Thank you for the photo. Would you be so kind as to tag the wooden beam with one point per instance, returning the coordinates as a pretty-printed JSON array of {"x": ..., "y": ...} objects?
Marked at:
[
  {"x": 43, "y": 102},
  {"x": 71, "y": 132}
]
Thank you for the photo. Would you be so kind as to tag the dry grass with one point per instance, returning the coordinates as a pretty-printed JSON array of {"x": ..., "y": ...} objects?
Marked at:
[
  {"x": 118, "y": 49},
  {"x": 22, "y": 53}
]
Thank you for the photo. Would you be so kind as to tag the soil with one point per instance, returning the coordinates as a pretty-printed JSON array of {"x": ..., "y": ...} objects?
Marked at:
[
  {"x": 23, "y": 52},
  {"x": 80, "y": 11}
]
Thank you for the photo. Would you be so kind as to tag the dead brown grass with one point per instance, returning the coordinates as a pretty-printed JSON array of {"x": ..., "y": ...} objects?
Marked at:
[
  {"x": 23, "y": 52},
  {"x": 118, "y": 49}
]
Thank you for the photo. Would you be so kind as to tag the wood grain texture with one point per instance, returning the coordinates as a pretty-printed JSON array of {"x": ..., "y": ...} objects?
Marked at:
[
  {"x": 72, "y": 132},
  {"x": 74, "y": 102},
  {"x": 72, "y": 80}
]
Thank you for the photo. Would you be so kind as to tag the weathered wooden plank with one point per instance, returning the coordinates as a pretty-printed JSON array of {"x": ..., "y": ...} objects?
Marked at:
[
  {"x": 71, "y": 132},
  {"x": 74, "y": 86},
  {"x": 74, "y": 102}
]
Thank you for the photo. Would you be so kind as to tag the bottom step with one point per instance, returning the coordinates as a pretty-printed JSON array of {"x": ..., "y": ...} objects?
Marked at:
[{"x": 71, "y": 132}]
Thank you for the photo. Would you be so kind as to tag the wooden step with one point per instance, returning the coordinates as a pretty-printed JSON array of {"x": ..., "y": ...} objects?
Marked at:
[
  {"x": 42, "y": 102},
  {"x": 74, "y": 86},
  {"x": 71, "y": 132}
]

_ _ _ _

Instruction: Reproduce character for character the lines from the one containing "the wooden step" through the last line above, including both.

Output:
Thank you for the photo. Would you be so kind as to tag the wooden step with one point per instance, returning the coordinates as a pretty-printed JSON array of {"x": ..., "y": ...} objects?
Marked at:
[
  {"x": 42, "y": 102},
  {"x": 74, "y": 86},
  {"x": 71, "y": 132}
]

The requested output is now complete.